§ **Exercise instructions**
Can you transcribe every record below exactly as it appears?

§ **Supplied material**

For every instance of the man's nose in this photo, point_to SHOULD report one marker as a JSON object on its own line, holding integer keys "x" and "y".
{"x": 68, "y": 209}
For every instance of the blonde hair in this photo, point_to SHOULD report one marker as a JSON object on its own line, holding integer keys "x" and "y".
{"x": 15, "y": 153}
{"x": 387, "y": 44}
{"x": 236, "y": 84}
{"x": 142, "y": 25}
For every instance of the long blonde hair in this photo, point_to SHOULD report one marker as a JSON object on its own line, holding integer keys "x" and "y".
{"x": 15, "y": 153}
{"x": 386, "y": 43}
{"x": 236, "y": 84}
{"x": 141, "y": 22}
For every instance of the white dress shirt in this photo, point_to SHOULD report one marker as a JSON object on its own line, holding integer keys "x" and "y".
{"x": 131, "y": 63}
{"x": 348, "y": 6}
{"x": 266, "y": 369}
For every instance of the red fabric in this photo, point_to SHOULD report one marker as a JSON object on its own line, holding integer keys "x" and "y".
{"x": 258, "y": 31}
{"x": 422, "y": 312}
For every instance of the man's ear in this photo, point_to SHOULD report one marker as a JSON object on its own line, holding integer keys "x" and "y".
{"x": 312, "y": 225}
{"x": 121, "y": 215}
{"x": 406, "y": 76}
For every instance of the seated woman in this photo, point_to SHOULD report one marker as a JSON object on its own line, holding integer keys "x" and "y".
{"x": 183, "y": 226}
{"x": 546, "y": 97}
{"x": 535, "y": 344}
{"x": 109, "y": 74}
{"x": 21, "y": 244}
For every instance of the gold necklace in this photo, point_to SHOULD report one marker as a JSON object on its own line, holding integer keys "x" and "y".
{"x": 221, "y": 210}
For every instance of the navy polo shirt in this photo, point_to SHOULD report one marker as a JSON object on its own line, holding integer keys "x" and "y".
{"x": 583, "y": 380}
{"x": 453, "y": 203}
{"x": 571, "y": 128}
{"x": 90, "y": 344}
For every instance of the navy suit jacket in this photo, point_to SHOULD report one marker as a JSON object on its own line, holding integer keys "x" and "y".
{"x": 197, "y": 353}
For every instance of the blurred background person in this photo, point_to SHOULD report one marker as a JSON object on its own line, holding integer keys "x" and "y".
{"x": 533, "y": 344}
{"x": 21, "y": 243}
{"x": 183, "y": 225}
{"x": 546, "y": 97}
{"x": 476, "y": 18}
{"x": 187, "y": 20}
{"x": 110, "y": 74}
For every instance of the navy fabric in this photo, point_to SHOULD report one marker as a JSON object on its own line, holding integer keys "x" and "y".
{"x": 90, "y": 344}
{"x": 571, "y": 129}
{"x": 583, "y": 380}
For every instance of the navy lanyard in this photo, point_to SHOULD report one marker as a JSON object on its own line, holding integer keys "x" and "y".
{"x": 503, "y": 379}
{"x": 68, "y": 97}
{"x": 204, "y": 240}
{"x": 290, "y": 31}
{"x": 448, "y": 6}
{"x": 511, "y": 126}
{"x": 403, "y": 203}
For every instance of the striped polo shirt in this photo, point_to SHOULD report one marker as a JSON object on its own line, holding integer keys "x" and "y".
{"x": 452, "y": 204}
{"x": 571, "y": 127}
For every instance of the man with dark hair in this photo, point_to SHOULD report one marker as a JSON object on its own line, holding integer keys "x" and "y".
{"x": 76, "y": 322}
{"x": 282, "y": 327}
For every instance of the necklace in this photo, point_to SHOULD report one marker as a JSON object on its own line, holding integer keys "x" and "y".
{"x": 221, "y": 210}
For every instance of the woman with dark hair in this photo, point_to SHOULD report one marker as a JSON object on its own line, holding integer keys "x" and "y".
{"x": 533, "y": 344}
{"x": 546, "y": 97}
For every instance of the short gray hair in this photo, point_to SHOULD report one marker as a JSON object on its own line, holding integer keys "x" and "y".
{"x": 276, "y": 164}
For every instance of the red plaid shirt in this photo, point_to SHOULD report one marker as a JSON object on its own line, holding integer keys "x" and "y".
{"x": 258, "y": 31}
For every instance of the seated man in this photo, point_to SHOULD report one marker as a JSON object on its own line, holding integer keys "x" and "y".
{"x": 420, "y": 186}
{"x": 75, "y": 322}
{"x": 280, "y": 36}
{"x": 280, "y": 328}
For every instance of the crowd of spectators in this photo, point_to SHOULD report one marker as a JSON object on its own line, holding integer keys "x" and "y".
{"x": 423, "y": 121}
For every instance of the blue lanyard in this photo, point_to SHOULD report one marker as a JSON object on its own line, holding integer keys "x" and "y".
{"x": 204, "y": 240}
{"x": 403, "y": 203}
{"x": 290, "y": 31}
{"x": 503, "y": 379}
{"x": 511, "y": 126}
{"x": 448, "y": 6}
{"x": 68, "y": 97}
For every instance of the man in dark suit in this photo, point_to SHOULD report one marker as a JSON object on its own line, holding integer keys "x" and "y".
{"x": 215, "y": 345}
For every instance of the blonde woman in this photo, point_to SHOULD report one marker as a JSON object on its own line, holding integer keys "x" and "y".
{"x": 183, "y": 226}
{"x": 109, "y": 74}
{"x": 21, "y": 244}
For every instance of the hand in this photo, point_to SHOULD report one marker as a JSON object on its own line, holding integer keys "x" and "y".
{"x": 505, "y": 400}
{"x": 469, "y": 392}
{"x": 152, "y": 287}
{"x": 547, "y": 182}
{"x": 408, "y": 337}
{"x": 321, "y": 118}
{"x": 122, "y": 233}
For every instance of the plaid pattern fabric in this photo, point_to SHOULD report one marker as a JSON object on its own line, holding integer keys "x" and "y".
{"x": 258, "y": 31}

§ **Complete response**
For every instance of the man's nose in this photo, point_to SHOULD report one marker as a JSON object on its own line, holding integer keys "x" and "y".
{"x": 68, "y": 209}
For every instance of the blonde hair in this photo, point_to SHOULD report one marker as a JSON object on its own line, holding integer keys "x" and "y".
{"x": 15, "y": 153}
{"x": 387, "y": 44}
{"x": 236, "y": 84}
{"x": 142, "y": 25}
For every instance of the long blonde hair in this photo, point_to SHOULD report one marker as a JSON object on its own line, holding integer keys "x" and "y".
{"x": 15, "y": 153}
{"x": 386, "y": 43}
{"x": 236, "y": 84}
{"x": 141, "y": 22}
For every instance of the white dress shirt in this photo, point_to SHOULD report one marker as a JSON object on its own line, holding integer keys "x" and "y".
{"x": 131, "y": 63}
{"x": 348, "y": 6}
{"x": 266, "y": 369}
For every instance of the red fabric in this photo, point_to SHOULD report one marker as a JSON object on its own line, holding integer keys "x" and "y".
{"x": 258, "y": 31}
{"x": 422, "y": 312}
For every instance of the man's ear in this photo, point_to SHOULD report one marker as a JSON object on its own line, holding integer keys "x" and "y".
{"x": 312, "y": 225}
{"x": 121, "y": 215}
{"x": 406, "y": 76}
For every instance of the seated woman in this photo, point_to SHOULD report one marker as a JSON object on its own line, holding integer keys "x" and "y".
{"x": 183, "y": 226}
{"x": 546, "y": 97}
{"x": 535, "y": 344}
{"x": 109, "y": 74}
{"x": 21, "y": 244}
For every instance of the gold necklace in this photo, point_to SHOULD report one marker as a JSON object on its own line, holding integer keys "x" and "y".
{"x": 221, "y": 210}
For every instance of the navy polo shirt in this photo, point_to SHOULD report one marker as a JSON object on its own line, holding integer keys "x" and "y".
{"x": 583, "y": 380}
{"x": 453, "y": 203}
{"x": 571, "y": 128}
{"x": 90, "y": 344}
For every instance of the navy suit jacket in this photo, point_to SHOULD report one marker as a JSON object on its own line, holding integer keys "x" and "y".
{"x": 197, "y": 353}
For every instance of the blurred background person in this photo, point_to SHOULD report one marker as a JSON object on its own line, holding integer keys "x" and "y".
{"x": 533, "y": 344}
{"x": 21, "y": 243}
{"x": 183, "y": 225}
{"x": 546, "y": 97}
{"x": 476, "y": 18}
{"x": 187, "y": 20}
{"x": 110, "y": 74}
For every instance of the navy fabric in this photo, point_to SHOULD report one marker as a JSON object on its own line, holding integer keys "x" and "y".
{"x": 90, "y": 344}
{"x": 571, "y": 129}
{"x": 583, "y": 380}
For every instance of the navy lanyard in this photo, point_to SHOULD report one marker as a JSON object on its own line, holding integer keys "x" and "y".
{"x": 503, "y": 379}
{"x": 68, "y": 97}
{"x": 204, "y": 240}
{"x": 290, "y": 31}
{"x": 448, "y": 6}
{"x": 511, "y": 126}
{"x": 403, "y": 203}
For every instance of the striped polo shirt in this photo, point_to SHOULD report one marker as a JSON object on its own line, holding integer keys "x" and "y".
{"x": 452, "y": 204}
{"x": 571, "y": 127}
For every instance of the man with dark hair in this photo, point_to SHOULD report one marker as a JSON object on its own line, holding integer keys "x" and "y".
{"x": 76, "y": 322}
{"x": 282, "y": 327}
For every instance of the necklace in this photo, point_to SHOULD report one marker as a JSON object on its own line, holding integer keys "x" and "y".
{"x": 221, "y": 210}
For every instance of the woman with dark hair in this photo, point_to SHOULD report one marker as a JSON object on its own line, holding integer keys "x" and "y".
{"x": 533, "y": 344}
{"x": 546, "y": 97}
For every instance of the short gray hair in this photo, point_to SHOULD report one marker as a JSON object on its own line, holding integer keys "x" and "y".
{"x": 276, "y": 164}
For every instance of the red plaid shirt in this photo, point_to SHOULD report one marker as a JSON object on its own line, holding integer keys "x" and "y".
{"x": 258, "y": 31}
For every instance of the seated man in this photo, point_to SHOULD report one marker as a JSON object on its own line, holding integer keys "x" and "y".
{"x": 420, "y": 186}
{"x": 75, "y": 322}
{"x": 280, "y": 36}
{"x": 280, "y": 328}
For every instance of the crowd of spectators in this photo, point_to SHOULD report one marker as a JSON object on its own line, holding integer keys "x" and "y".
{"x": 423, "y": 121}
For every instance of the blue lanyard in this photo, point_to SHOULD report one marker as a JSON object on its own line, holding integer keys "x" and "y".
{"x": 204, "y": 240}
{"x": 403, "y": 203}
{"x": 290, "y": 31}
{"x": 503, "y": 379}
{"x": 511, "y": 126}
{"x": 448, "y": 6}
{"x": 68, "y": 97}
For every instance of the man in dark suit in this photo, point_to SHOULD report one marker as a JSON object on its own line, holding integer keys "x" and "y".
{"x": 215, "y": 345}
For every instance of the blonde woman in this photo, point_to SHOULD report one marker as a JSON object on its own line, holding integer keys "x" and "y".
{"x": 183, "y": 226}
{"x": 109, "y": 74}
{"x": 21, "y": 244}
For every instance of the hand in this photo, point_to SHOULD report one marker as a JSON object on its own line, holding integer keys "x" and "y".
{"x": 505, "y": 400}
{"x": 469, "y": 392}
{"x": 152, "y": 287}
{"x": 547, "y": 182}
{"x": 408, "y": 337}
{"x": 321, "y": 118}
{"x": 122, "y": 233}
For every instance of the plaid pattern fabric in this photo, point_to SHOULD report one marker as a JSON object on its own line, holding integer keys "x" and "y".
{"x": 258, "y": 31}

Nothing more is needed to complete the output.